--- Start Information given ---
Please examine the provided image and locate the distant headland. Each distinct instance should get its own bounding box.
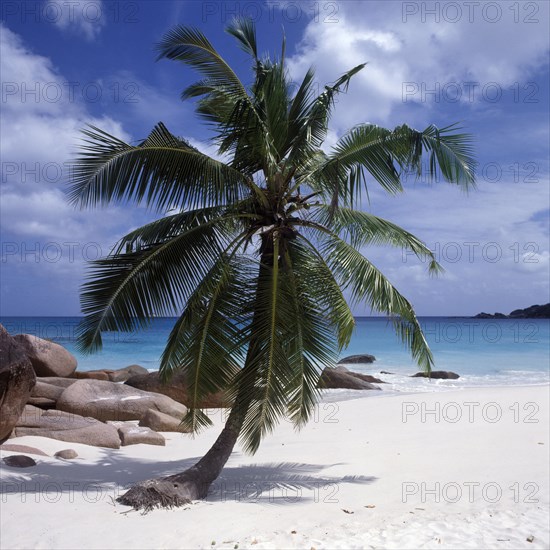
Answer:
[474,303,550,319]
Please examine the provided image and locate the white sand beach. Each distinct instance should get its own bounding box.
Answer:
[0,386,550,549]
--- End Information given ---
--- Start Information given ---
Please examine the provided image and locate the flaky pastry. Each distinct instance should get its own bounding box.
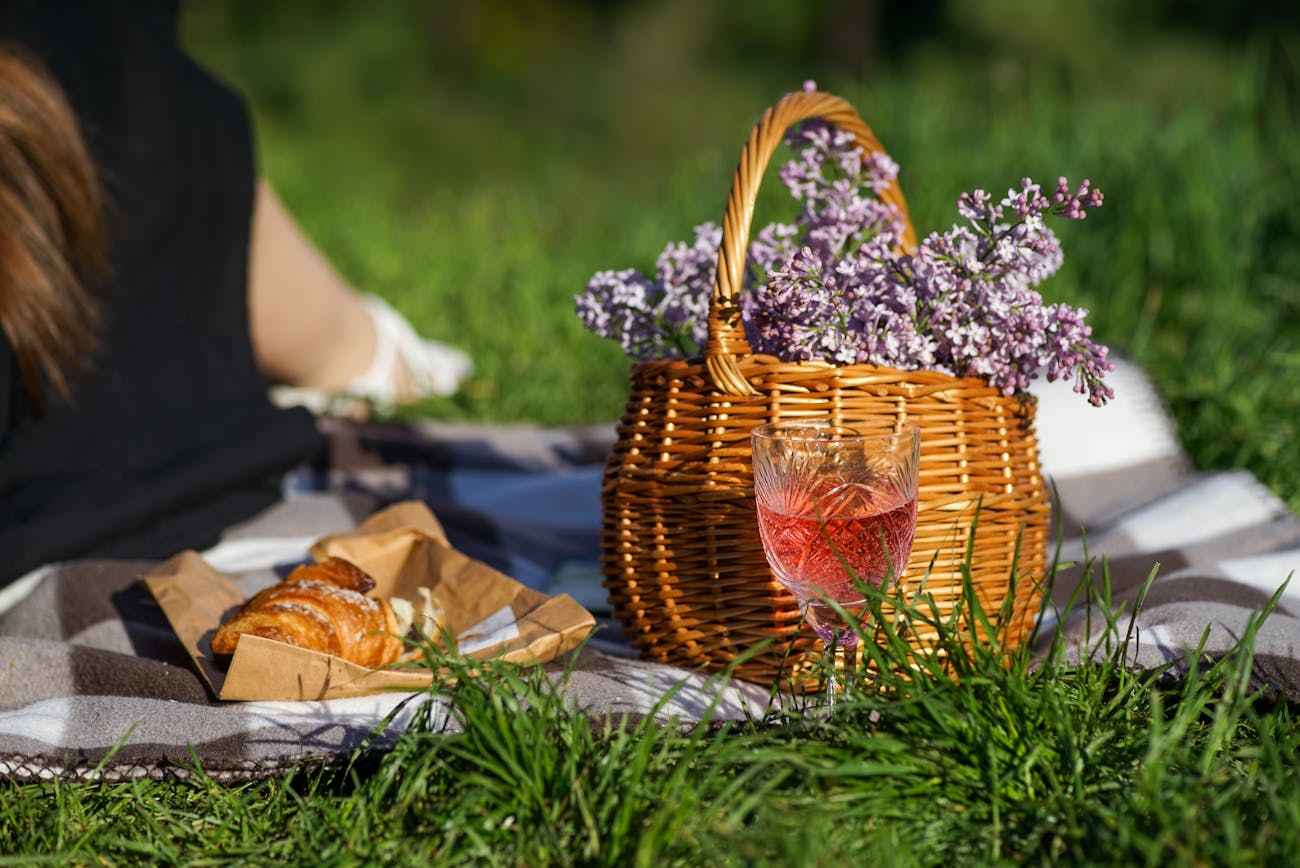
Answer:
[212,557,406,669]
--- End Information given ---
# [Stated problem]
Could you copy everything in the material from the line containing "Please examine the provided image and locate the distant" down to the line containing "[0,386,550,549]", both included, leaving out the pictures?

# [Reply]
Please examine the provided image and locate the distant headland. Each distinct instance should get its own bounding box.
Answer:
[474,303,550,319]
Please examine the provided image and locate the white sand beach. Each distinct instance should get its own bounding box.
Answer:
[0,386,550,549]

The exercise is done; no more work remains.